## Assigned task
Search the data below for the line containing "In the picture above, where can the damaged", then please set down that line and all remaining ones exactly as written.

## Data supplied
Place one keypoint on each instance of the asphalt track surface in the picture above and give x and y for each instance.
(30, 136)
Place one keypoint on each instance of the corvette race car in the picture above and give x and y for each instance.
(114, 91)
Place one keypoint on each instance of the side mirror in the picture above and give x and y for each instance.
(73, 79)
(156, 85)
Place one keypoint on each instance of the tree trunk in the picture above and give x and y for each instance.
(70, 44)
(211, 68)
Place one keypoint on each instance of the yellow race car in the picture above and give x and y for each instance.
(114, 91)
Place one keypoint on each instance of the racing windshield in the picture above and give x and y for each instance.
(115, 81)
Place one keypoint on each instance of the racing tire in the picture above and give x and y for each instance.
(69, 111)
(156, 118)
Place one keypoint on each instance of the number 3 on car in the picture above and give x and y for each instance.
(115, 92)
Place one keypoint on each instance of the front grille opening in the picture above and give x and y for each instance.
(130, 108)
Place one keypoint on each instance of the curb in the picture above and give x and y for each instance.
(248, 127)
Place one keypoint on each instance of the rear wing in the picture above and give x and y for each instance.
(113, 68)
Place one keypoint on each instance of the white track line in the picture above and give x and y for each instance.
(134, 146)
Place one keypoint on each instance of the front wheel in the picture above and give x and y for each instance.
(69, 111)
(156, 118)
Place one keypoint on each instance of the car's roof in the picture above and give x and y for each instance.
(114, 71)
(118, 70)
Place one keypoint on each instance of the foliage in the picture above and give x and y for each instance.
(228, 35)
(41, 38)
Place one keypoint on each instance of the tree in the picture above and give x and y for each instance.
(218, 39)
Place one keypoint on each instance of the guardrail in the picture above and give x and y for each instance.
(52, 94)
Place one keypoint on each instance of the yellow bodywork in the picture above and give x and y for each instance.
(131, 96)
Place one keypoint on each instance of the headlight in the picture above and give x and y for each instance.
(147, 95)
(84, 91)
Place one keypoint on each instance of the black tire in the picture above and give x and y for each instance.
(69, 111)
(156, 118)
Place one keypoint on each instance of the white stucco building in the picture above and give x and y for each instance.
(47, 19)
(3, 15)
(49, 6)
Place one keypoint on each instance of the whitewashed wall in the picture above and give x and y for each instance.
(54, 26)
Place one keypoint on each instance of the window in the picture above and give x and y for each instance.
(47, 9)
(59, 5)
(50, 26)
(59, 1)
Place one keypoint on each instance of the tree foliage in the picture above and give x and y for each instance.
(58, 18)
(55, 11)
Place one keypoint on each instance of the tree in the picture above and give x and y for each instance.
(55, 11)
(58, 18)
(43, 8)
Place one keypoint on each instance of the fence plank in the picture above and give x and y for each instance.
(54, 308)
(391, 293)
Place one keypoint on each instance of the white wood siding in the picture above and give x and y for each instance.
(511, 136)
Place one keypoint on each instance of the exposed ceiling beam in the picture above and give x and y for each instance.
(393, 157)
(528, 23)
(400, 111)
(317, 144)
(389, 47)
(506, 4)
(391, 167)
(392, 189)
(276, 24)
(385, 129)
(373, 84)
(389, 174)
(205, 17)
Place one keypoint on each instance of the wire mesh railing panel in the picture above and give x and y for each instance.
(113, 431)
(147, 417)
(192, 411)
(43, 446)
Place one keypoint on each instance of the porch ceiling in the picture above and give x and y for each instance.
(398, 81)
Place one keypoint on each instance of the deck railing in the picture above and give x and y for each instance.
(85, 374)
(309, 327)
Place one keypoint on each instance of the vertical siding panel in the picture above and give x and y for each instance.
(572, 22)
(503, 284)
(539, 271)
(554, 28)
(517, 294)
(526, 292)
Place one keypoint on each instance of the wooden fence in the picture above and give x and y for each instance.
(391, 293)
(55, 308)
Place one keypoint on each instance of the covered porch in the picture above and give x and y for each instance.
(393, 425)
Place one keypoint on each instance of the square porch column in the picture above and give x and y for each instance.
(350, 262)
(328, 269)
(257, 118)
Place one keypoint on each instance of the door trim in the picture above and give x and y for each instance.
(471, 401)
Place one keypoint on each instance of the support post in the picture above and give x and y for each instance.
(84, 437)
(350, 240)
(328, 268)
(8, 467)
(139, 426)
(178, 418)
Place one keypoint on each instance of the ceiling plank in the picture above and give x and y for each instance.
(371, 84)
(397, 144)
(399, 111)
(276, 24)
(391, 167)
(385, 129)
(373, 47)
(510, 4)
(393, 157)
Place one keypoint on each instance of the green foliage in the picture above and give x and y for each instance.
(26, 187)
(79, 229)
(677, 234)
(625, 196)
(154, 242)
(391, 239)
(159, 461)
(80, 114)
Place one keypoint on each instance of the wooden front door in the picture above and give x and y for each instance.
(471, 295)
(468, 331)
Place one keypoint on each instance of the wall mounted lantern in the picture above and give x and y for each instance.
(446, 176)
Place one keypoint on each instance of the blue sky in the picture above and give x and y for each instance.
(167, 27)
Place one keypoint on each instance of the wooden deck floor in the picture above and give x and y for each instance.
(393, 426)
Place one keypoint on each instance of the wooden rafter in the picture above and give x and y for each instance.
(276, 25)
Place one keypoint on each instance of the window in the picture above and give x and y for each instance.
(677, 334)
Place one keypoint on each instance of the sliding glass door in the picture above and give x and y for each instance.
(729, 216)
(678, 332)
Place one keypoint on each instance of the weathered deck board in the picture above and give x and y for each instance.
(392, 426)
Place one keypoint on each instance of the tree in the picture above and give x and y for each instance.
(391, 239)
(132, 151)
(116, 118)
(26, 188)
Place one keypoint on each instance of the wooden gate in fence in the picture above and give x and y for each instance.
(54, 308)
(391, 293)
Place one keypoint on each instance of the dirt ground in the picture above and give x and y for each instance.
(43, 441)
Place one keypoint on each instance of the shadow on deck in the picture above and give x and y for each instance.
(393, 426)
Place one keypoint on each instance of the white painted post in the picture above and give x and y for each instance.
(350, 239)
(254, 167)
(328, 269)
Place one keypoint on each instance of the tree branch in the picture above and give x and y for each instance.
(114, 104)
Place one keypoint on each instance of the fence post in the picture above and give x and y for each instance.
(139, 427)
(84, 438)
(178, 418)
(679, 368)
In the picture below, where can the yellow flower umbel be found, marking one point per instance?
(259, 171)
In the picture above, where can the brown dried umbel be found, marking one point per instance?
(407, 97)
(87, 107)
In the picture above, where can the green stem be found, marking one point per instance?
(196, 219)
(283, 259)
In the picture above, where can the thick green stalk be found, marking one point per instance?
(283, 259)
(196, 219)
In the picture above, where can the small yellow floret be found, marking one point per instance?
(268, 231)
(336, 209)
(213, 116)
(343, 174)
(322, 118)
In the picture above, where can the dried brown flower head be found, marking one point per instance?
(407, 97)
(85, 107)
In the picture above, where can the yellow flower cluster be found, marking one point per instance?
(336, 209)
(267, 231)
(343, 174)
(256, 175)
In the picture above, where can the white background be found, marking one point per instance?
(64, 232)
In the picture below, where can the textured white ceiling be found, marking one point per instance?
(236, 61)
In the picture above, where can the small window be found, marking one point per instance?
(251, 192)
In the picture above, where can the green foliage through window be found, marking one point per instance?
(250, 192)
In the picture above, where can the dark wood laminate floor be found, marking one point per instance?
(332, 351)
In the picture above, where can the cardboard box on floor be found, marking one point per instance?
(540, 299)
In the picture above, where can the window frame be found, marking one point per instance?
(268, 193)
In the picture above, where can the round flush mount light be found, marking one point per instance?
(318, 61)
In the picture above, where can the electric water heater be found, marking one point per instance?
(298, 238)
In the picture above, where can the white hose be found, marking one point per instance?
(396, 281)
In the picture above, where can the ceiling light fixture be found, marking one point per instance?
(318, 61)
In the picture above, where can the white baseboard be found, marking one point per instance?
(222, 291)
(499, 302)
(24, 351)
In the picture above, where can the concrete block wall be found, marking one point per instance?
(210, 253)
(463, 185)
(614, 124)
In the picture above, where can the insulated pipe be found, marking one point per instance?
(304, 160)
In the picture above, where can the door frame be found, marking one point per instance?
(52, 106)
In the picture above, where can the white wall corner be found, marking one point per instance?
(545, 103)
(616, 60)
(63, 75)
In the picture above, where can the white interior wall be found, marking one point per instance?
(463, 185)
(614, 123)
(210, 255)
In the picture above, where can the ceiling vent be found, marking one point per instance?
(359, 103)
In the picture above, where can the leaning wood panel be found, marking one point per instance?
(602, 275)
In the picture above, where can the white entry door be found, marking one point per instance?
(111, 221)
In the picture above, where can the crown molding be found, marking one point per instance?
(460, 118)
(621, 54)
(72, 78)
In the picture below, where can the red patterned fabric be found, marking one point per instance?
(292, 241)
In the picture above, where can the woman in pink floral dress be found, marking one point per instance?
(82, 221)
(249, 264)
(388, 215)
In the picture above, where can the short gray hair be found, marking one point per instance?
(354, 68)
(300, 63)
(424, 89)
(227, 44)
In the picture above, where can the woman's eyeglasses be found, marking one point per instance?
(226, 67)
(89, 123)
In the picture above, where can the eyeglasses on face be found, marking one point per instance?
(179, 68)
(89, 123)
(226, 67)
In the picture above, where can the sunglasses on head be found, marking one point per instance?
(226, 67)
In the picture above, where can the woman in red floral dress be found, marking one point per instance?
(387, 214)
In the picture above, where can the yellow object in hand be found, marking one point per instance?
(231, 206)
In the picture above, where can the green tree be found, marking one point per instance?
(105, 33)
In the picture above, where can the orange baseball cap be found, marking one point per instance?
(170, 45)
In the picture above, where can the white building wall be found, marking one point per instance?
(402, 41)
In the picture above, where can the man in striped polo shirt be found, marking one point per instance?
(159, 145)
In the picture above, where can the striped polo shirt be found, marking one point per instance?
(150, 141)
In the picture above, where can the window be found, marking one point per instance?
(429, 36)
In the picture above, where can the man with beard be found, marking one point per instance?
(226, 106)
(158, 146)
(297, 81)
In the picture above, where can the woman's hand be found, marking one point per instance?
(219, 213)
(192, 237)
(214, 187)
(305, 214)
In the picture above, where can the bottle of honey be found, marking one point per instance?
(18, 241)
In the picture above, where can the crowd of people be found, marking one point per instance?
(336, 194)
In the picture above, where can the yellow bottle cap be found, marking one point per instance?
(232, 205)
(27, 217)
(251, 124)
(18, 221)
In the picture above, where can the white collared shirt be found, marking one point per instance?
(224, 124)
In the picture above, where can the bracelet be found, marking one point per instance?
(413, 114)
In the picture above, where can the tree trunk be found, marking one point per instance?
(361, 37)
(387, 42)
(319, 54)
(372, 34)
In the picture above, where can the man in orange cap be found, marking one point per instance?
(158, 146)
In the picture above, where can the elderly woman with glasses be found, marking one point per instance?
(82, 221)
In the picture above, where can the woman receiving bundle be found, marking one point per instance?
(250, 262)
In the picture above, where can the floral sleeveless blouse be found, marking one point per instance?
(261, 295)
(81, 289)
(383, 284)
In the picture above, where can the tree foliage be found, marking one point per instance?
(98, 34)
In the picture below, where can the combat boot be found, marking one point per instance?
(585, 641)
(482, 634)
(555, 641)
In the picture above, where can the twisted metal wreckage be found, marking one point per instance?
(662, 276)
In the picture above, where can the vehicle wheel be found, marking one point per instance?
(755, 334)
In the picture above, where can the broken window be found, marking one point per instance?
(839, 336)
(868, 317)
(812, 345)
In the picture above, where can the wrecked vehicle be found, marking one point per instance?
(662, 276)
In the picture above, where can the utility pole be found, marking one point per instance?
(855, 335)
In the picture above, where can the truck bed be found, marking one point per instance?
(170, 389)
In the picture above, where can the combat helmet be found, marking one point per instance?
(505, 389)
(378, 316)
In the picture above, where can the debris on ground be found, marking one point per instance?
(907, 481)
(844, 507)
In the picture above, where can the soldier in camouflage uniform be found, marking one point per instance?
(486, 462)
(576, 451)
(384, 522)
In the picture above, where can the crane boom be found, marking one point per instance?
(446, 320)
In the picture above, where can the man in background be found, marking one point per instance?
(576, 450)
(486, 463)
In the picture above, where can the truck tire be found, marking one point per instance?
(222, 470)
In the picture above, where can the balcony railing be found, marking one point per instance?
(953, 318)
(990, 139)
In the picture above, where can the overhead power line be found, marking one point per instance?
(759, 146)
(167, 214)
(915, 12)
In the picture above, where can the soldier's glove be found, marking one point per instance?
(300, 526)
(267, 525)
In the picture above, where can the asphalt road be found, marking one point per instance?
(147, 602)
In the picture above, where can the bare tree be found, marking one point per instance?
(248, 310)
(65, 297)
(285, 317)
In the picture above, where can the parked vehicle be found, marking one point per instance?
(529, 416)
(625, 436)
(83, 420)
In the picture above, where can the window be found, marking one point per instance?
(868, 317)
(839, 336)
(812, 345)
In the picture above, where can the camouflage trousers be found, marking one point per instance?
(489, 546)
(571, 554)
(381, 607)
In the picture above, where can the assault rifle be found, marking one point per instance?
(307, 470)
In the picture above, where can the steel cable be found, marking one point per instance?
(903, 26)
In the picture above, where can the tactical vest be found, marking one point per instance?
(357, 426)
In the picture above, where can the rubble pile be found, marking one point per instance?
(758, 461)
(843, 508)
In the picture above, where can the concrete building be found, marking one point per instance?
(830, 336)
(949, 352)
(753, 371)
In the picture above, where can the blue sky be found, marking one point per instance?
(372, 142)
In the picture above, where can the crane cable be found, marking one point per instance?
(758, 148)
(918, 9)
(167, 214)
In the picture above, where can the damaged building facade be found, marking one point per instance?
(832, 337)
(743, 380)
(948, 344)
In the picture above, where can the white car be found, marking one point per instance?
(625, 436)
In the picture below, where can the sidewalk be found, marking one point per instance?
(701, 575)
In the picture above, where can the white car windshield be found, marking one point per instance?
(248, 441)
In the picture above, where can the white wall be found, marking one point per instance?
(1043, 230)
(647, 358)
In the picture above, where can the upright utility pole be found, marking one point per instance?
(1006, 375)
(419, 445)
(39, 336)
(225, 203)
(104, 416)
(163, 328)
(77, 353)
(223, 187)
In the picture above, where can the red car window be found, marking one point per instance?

## Answer to this problem
In the picture above, where can the damaged building facade be found, marking one point per instance?
(832, 337)
(743, 380)
(948, 344)
In the picture above, where can the white car be found, marking one point per instance?
(625, 436)
In the picture below, where can the sidewalk be found, marking one point per instance?
(701, 575)
In the picture above, where can the white car windshield be found, marking one point per instance?
(248, 441)
In the picture above, where can the white wall be found, marking one point per instance?
(1043, 230)
(647, 358)
In the picture above, where can the upright utility pole be found, marking one point per instance?
(1006, 375)
(419, 445)
(39, 336)
(225, 203)
(104, 416)
(163, 328)
(77, 353)
(223, 187)
In the picture above, where can the red car window be found, marking one point per instance?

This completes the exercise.